• _WHAT TO WORK ON_: Every record must appear in the response exactly as given.

• _EXERCISE DATA_:
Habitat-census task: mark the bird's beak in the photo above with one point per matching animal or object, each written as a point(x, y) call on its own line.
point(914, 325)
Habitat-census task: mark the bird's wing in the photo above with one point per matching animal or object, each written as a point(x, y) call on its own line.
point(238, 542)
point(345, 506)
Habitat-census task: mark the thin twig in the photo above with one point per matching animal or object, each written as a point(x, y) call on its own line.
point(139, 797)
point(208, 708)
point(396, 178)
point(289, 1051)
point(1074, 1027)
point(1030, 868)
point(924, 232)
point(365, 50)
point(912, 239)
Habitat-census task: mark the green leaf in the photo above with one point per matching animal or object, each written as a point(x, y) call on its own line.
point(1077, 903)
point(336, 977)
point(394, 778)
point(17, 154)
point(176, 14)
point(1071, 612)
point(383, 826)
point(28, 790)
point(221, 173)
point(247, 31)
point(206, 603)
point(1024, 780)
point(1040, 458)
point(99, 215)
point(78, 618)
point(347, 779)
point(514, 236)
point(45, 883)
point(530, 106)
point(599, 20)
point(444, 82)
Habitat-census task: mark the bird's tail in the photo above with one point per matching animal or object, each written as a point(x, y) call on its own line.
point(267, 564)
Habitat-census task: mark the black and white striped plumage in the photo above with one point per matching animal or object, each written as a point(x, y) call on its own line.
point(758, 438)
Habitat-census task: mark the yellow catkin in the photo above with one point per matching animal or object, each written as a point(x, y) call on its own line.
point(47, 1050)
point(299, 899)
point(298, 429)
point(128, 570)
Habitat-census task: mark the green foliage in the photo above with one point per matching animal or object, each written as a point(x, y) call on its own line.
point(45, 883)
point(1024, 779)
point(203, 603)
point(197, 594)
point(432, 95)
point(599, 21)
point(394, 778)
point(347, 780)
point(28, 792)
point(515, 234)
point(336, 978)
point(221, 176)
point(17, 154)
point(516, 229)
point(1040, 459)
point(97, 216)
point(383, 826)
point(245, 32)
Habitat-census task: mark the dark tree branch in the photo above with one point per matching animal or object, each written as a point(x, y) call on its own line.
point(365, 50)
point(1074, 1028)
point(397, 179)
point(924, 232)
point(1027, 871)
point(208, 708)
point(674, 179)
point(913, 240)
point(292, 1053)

• _WRITTEN RESPONSE_:
Habitat-census task: mark the bird's beak in the photo above with one point per matching animal or object, each written as a point(x, y) call on its own line.
point(914, 325)
Habitat-census task: mark the bird's wing in the photo above with one point per matching animal or object, each written as a point(x, y) call on its own line.
point(238, 542)
point(345, 506)
Habitat-census task: mark the thin twig in the photo above with one point per matching animal or object, each written as a point(x, y) call on its own line.
point(139, 797)
point(208, 708)
point(396, 178)
point(289, 1051)
point(1074, 1027)
point(1030, 868)
point(924, 232)
point(365, 50)
point(912, 239)
Habitat-census task: mark the green leaf in the photo above with one point per matching animal or object, each written as a point(x, y) call on its own line.
point(1077, 903)
point(336, 977)
point(394, 778)
point(17, 154)
point(176, 14)
point(1071, 612)
point(383, 826)
point(28, 790)
point(221, 173)
point(247, 31)
point(206, 603)
point(1024, 780)
point(1040, 458)
point(99, 215)
point(78, 618)
point(347, 779)
point(514, 236)
point(45, 883)
point(530, 106)
point(599, 20)
point(444, 82)
Habitat-census task: mark the bird's tail in the photo above with one point per matching animal or object, each written as a point(x, y) call on its own line.
point(267, 564)
Habitat-census task: mark the black and white striped plumage in the photo above with one point per matching animal or object, each written as a point(x, y) call on its own line.
point(758, 438)
Habitat-census task: mark the yellow catkin in the photo above with one point per matching animal or object, each written as a point(x, y) call on its own line.
point(47, 1050)
point(299, 899)
point(298, 429)
point(128, 570)
Habitat-census task: mark the green foliage in the photo above with one point per matching animal or object, each written as a point(x, y) call on its own line.
point(45, 883)
point(1024, 779)
point(203, 603)
point(197, 594)
point(432, 95)
point(599, 21)
point(394, 778)
point(347, 780)
point(28, 792)
point(515, 234)
point(336, 978)
point(221, 176)
point(17, 154)
point(516, 229)
point(1040, 459)
point(97, 216)
point(383, 826)
point(245, 32)
Habitat-census task: mark the dark tree branch in the photo above with one point per matching animal or object, each written as a point(x, y) call on its own line.
point(365, 50)
point(1074, 1028)
point(397, 179)
point(924, 232)
point(1027, 871)
point(208, 708)
point(674, 179)
point(913, 240)
point(292, 1053)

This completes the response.